# Start of Source extract
You better watch out: drone invasion is coming to town

Drones need to be traceable and trackable, and laws enforceable

In Ireland, all drones weighing over 1kg will need to be registered with the Irish Aviation Authority. Photograph:  Robert MacPherson/AFP/Getty Images

In Ireland, all drones weighing over 1kg will need to be registered with the Irish Aviation Authority. Photograph: Robert MacPherson/AFP/Getty Images

 

Drones are predicted (as last year) to be one of the top-selling Christmas gifts this year. Depending on your view of drones – and most people are not neutral on the little buzzing, hovering devices – that will either delight you, or cause your blood pressure to spike.

The massive rush to own them that many forecasted hasn’t happened yet. They remain more of a hobbyist curiosity, but are increasingly popular. Sales this year are expected to total about 700,000 in the US, a 63 per cent increase on 2014, according to the Consumer Electronics Association.

But those new owners, as well as existing drone aficionados, need to be aware of incoming changes to legislation in Ireland (or in the US, proposed regulation) that will pose additional ownership responsibilities.

In Ireland, all drones weighing over 1kg – including those already purchased – will need to be registered with the Irish Aviation Authority (IAA) starting on December 21st. The IAA says details of this process will be posted to its website, iaa.ie, in December.

In the meantime, there’s a handy chart noting the responsibilities of drone ownership in the Remote Piloted Aircraft Systems section (iaa.ie/Remote-Piloted-Aircraft-Systems). There are a lot of don’ts on that chart that might surprise some amateur drone pilots, including the fact that you aren’t supposed to fly them at all over any urban or built-up area – city, town or village.

Over in the US, the Federal Aviation Authority (FAA) has just proposed fresh regulation for the devices that, if approved, will be more restrictive than that in Ireland as far as registering the devices goes, but remains somewhat less restrictive in terms of flying them.

Under the US proposals, drones as small as 250g would have to registered and basic details placed on a federal database, to create traceability between a drone and its owner. The registration number would be issued for the drone owner, not the individual drone. Drones would need to display the registration number of the owner on the drone’s body or, alternatively, the individual serial number of each drone would need to be on file against the owner’s registration number.

Enforcement

The problem with all of this existing and proposed regulation is enforcement.
# End of Source extract
# Start of Data extract
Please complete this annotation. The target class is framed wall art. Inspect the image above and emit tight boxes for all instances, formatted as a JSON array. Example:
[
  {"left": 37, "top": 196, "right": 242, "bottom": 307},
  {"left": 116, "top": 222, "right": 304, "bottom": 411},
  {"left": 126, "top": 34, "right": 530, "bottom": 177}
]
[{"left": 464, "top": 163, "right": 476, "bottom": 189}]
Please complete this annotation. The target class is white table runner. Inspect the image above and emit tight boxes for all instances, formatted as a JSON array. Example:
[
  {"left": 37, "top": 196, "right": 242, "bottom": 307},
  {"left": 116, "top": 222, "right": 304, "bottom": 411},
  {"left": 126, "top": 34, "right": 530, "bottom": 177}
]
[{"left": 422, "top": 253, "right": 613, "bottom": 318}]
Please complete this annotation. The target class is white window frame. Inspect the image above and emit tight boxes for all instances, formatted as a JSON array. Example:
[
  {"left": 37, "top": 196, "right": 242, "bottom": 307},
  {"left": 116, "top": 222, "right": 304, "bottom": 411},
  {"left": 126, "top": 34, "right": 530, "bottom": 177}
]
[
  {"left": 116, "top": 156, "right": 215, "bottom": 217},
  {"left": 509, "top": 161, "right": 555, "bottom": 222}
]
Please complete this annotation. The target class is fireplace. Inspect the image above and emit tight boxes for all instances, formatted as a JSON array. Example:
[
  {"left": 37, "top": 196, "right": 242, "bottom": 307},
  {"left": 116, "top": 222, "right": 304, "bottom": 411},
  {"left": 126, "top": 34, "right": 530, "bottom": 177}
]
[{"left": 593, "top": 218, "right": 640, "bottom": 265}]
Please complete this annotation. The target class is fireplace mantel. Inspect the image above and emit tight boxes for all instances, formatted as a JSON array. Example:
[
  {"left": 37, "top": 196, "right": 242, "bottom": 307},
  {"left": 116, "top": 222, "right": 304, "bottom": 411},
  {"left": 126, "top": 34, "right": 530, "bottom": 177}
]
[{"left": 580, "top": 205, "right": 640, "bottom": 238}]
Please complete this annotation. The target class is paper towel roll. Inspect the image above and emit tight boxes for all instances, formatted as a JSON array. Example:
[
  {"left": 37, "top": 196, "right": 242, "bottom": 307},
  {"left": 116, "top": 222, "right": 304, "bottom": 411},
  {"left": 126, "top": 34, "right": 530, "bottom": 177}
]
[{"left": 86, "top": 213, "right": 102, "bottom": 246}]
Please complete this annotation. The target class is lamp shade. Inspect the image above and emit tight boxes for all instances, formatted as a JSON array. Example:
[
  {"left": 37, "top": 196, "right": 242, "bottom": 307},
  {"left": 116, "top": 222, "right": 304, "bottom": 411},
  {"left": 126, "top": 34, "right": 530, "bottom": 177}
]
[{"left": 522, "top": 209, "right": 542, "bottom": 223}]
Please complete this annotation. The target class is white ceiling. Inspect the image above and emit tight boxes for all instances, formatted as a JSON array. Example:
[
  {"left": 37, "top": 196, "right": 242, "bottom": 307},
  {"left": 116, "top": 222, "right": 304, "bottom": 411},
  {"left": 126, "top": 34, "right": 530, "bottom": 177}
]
# End of Data extract
# Start of Data extract
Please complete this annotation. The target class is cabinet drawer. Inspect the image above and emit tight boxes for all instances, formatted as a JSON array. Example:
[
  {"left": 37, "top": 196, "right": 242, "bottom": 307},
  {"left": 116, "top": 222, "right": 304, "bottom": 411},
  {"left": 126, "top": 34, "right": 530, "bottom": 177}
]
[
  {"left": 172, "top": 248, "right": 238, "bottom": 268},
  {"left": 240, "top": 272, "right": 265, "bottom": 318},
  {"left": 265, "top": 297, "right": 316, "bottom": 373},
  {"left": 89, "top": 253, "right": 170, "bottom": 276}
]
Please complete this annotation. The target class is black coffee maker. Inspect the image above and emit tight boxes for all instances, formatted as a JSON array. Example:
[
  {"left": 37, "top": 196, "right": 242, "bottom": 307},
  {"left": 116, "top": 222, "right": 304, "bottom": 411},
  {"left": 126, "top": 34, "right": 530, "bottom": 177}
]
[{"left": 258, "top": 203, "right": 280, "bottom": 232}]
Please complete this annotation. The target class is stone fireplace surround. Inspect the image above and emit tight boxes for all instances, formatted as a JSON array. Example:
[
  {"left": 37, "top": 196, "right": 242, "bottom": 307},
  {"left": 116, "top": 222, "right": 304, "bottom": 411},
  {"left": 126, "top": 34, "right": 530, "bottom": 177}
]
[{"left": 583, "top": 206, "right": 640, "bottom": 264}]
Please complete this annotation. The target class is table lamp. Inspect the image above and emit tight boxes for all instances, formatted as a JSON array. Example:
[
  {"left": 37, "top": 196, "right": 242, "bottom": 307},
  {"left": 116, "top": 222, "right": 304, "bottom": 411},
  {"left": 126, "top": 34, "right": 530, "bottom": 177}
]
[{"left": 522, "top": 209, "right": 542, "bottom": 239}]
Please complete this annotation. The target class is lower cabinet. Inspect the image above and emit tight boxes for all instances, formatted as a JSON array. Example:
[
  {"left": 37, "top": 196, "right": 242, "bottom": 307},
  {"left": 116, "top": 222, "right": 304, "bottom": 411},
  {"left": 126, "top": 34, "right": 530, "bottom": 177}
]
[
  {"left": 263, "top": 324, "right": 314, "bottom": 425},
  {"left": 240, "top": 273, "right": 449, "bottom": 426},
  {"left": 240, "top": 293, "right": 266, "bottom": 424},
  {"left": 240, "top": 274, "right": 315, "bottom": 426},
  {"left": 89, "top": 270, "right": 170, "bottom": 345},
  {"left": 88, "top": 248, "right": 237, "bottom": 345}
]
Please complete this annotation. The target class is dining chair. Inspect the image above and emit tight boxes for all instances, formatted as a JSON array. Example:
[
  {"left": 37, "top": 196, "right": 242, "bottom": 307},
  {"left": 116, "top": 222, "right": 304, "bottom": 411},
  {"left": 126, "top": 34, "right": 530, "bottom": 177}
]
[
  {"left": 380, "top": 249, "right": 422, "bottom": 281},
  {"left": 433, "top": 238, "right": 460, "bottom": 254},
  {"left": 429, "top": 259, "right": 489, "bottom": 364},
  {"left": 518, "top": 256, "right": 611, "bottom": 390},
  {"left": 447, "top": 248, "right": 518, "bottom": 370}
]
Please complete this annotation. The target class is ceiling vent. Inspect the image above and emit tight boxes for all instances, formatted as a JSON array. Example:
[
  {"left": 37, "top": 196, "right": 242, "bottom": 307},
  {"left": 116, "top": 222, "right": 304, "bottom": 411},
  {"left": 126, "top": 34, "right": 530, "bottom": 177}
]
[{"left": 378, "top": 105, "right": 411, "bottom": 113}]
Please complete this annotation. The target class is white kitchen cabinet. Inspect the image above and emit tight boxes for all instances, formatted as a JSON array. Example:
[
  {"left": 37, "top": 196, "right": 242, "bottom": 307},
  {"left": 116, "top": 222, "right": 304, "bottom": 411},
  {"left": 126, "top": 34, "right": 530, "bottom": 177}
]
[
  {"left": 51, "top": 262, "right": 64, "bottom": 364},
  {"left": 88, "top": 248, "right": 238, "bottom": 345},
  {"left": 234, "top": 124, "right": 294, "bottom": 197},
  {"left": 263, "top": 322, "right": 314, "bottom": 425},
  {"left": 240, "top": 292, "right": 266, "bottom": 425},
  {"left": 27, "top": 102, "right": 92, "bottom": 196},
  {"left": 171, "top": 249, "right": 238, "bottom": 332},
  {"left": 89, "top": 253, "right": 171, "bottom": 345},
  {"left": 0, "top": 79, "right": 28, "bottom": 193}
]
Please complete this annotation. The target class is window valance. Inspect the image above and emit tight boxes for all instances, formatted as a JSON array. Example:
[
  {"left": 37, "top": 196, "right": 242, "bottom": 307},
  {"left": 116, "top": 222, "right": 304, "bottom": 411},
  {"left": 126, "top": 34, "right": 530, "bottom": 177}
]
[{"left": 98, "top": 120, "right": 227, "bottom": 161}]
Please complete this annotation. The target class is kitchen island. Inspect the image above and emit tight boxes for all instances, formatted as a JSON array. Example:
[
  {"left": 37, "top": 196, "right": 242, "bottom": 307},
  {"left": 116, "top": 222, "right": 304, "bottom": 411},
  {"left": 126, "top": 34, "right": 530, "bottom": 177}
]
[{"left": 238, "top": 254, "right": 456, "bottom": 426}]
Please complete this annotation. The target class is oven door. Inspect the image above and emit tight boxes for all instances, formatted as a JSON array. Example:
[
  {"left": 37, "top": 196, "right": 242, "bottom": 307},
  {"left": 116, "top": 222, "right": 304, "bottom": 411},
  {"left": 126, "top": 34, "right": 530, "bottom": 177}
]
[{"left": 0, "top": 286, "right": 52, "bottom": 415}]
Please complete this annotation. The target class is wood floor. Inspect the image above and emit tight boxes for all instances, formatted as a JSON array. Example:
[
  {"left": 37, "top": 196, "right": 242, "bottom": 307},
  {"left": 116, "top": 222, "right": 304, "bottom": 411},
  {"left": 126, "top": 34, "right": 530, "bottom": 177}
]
# End of Data extract
■ What is asked:
Transcribe the article on drone regulation from "Over in the" up to and including "owner’s registration number.". The rows have no connection to the article on drone regulation.

■ Result:
Over in the US, the Federal Aviation Authority (FAA) has just proposed fresh regulation for the devices that, if approved, will be more restrictive than that in Ireland as far as registering the devices goes, but remains somewhat less restrictive in terms of flying them.

Under the US proposals, drones as small as 250g would have to registered and basic details placed on a federal database, to create traceability between a drone and its owner. The registration number would be issued for the drone owner, not the individual drone. Drones would need to display the registration number of the owner on the drone’s body or, alternatively, the individual serial number of each drone would need to be on file against the owner’s registration number.